__QUESTIONS__.
- A) In the passage about the social media study, what daily limit was the experimental group given for Facebook, Instagram and Snapchat?
- B) Carry on the passage about the University of Pennsylvania social media study from its final sentence.

__EXCERPTED TEXT__.
◆ ◆ ◆
A new experimental study from the University of Pennsylvania has demonstrated the first causal connection between social media use and feelings of depression and loneliness.
Researchers claim decreasing one’s social media use could lead to significant improvements in personal well-being.
The experiment tracked 143 participants for a month.
The research team designed the experiment to include the three platforms most popular with undergraduate students, and then collected data automatically tracked by iPhones for active apps, not those running in the background.
Participants completed a subjective wellbeing survey that incorporated seven different validated scales designed to measure a variety of wellbeing constructs, including depression, loneliness and the “Fear of Missing Out Scale”.
For the first week participants were directed to use social media as they normally would.
In the three weeks that followed, they were divided into a control group, which remained at regular social media usage levels, and an experimental group, directed to limit usage of Facebook, Instagram and Snapchat to 10 minutes per platform a day.
◆ ◆ ◆
__Recorded data__.
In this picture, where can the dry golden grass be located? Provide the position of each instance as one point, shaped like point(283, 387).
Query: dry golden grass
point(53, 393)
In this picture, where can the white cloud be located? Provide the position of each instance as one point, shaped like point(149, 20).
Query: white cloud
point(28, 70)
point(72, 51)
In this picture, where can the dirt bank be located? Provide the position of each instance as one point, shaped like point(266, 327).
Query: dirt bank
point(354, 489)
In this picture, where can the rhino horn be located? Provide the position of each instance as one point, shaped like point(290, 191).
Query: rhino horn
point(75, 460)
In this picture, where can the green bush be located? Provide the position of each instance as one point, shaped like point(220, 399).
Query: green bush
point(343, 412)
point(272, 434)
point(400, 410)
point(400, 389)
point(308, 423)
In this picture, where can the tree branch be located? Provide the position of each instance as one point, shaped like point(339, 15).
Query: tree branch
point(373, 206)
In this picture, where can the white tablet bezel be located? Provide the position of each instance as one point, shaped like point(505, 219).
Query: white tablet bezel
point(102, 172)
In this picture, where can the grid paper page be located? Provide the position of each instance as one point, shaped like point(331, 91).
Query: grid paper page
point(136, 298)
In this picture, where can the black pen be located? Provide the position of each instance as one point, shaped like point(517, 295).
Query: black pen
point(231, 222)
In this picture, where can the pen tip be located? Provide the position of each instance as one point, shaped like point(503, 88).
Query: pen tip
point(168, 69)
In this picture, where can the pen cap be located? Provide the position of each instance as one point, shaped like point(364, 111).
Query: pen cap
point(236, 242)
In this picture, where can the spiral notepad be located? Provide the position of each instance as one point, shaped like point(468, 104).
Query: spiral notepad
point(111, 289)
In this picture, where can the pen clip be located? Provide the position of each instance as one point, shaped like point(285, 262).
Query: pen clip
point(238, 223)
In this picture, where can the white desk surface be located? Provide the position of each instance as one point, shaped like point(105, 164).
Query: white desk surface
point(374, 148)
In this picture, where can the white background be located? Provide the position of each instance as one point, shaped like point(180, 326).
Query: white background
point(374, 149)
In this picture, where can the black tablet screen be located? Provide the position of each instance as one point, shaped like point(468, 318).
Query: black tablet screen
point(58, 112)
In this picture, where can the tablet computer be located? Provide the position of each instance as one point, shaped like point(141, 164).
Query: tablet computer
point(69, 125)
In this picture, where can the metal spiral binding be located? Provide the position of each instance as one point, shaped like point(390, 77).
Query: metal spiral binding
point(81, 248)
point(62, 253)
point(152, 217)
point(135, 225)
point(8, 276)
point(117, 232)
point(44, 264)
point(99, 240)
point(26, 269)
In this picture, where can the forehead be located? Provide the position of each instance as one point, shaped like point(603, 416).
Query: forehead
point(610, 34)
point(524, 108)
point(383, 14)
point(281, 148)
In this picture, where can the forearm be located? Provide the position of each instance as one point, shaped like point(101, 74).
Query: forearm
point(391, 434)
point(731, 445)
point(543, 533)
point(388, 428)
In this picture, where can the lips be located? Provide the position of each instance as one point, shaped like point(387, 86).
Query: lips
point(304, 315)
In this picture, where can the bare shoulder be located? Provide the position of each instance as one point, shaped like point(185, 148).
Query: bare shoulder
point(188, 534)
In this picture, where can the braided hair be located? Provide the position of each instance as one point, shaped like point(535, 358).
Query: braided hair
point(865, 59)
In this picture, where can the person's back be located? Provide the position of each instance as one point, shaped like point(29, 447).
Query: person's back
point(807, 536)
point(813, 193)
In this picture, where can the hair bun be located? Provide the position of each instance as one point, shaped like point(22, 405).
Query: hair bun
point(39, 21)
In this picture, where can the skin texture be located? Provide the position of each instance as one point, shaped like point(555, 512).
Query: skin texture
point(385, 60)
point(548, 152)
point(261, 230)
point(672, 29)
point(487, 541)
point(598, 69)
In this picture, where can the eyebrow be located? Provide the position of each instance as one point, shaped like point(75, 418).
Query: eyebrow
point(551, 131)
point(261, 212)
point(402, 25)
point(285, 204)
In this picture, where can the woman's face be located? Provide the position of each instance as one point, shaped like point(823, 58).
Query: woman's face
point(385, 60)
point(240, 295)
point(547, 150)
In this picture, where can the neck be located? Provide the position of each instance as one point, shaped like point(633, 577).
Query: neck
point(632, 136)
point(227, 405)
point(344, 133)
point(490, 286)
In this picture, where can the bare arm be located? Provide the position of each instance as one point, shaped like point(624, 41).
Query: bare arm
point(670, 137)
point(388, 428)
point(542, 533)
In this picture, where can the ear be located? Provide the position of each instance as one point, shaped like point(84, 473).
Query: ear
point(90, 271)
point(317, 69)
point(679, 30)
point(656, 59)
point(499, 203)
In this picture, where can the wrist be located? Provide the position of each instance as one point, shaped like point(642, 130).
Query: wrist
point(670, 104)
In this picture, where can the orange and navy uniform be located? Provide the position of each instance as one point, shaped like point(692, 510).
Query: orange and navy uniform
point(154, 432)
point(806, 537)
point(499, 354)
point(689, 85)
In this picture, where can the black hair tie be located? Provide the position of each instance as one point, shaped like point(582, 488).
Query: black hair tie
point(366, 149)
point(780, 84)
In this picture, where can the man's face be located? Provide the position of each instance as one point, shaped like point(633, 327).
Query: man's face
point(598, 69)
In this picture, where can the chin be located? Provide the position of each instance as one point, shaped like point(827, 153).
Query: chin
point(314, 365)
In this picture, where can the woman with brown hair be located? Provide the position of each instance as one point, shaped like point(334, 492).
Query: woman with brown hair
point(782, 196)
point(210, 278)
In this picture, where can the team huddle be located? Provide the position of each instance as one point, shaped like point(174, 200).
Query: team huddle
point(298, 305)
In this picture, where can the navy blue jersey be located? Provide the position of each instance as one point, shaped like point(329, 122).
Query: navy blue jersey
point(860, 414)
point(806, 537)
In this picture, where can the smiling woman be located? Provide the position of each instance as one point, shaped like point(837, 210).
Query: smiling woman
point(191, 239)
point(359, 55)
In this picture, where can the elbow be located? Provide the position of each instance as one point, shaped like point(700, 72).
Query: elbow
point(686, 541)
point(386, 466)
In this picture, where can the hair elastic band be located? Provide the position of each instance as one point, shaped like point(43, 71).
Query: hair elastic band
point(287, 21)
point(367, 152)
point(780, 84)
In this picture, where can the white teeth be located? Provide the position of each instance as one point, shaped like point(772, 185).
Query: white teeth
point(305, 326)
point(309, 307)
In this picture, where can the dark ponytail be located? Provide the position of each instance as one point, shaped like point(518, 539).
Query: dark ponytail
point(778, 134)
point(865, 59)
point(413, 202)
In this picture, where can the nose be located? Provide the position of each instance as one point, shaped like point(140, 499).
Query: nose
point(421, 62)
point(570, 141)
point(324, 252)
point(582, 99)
◆ ◆ ◆
__EXPECTED RESULTS__.
- A) They were told to keep each platform to 10 minutes a day.

- B)
Every subject uploaded battery screenshots every night to allow true app usage to be tracked, and wellbeing surveys were completed at the end of each week.
“Here’s the bottom line: using less social media than you normally would leads to significant decreases in both depression and loneliness.
“These effects are particularly pronounced for folks who were more depressed when they came into the study,” said researcher Melissa Hunt.
Durban psychologist Rakhi Beekrum has been recommending digital detoxes to her patients “very often for these reasons, with the result that their lives become happier, more meaningful and they have more time”.
“Excessive time on social media does contribute to loneliness. It is leading people to disconnect from those around them. While superficially connecting to others on social media has many advantages, it should not replace real-life relationships.”
Beekrum said she often counselled patients who were dissatisfied with their lives because they were convinced everyone else was happier or more successful than them, “primarily because of what is shared on social media”.
“Of course, people only ever share highlights of their lives, but there are many who assume that their lives are perfect based only on those highlights.
“So the energy that could have been more wisely invested in pursuing one’s own goals is rather wasted envying what we assume are perfect lives that others are living.”
Beekrum said while social media itself was not bad, users needed to be mindful of how they used it.